Directions:
Find every line in the records below that contains the string "wing" and copy each of those lines. The match is case-sensitive.

--- START OF Information provided ---

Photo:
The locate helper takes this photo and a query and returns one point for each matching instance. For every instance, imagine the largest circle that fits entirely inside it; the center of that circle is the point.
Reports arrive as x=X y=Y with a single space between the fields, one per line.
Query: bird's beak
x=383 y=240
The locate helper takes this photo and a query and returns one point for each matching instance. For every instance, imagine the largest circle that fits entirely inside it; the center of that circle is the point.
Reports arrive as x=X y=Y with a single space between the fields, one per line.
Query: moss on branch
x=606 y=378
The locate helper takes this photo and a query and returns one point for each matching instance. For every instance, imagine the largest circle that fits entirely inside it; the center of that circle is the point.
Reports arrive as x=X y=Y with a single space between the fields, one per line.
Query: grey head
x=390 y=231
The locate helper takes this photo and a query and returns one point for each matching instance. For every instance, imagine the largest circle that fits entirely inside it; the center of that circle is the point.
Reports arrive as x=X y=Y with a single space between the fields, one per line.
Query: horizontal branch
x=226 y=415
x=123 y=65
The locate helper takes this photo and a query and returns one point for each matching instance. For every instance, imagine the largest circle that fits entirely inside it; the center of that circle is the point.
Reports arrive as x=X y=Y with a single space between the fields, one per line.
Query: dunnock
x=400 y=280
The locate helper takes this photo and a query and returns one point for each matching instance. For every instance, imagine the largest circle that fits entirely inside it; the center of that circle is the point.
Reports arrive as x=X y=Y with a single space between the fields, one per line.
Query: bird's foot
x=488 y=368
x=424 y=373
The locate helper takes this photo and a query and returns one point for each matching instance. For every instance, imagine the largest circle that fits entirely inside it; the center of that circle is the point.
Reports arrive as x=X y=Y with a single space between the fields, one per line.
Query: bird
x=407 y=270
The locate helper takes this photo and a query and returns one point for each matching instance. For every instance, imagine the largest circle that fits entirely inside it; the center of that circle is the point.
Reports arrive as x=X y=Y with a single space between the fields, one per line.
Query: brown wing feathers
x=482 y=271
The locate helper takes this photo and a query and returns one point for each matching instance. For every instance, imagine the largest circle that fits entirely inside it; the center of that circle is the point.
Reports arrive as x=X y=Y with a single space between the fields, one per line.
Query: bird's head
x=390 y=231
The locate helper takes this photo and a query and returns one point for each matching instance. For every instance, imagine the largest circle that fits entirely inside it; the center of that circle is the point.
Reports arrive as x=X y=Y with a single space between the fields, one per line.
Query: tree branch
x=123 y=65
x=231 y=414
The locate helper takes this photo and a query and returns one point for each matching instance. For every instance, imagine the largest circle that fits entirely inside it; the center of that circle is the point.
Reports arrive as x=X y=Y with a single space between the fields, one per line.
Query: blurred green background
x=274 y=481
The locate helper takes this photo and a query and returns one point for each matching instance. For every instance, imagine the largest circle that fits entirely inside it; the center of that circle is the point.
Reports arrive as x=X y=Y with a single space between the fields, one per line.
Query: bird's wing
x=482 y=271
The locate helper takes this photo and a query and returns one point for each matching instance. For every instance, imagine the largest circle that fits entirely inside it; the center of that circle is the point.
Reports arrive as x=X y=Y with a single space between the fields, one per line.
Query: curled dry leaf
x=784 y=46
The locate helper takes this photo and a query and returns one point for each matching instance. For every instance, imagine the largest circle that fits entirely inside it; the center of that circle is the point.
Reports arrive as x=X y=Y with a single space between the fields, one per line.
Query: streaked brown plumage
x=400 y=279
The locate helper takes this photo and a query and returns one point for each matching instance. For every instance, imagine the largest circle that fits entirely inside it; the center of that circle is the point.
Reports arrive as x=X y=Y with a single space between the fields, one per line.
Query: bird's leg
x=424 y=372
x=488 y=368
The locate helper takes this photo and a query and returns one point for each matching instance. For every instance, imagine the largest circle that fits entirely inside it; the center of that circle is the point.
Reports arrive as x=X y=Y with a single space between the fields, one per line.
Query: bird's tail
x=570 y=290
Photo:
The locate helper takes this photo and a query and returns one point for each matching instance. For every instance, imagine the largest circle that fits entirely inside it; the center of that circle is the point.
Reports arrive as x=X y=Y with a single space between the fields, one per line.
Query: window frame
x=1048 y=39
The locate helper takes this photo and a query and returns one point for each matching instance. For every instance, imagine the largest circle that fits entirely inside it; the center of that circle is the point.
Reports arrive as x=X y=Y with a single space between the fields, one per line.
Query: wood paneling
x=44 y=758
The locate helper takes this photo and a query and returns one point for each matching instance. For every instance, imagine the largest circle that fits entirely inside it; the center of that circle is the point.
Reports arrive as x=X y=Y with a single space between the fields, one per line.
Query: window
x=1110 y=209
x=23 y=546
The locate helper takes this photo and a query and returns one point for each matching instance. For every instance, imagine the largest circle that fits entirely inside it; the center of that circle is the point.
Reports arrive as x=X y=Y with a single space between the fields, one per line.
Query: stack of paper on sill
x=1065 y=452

--- END OF Information provided ---

Full output:
Query: brown wing feathers
Query: bird's wing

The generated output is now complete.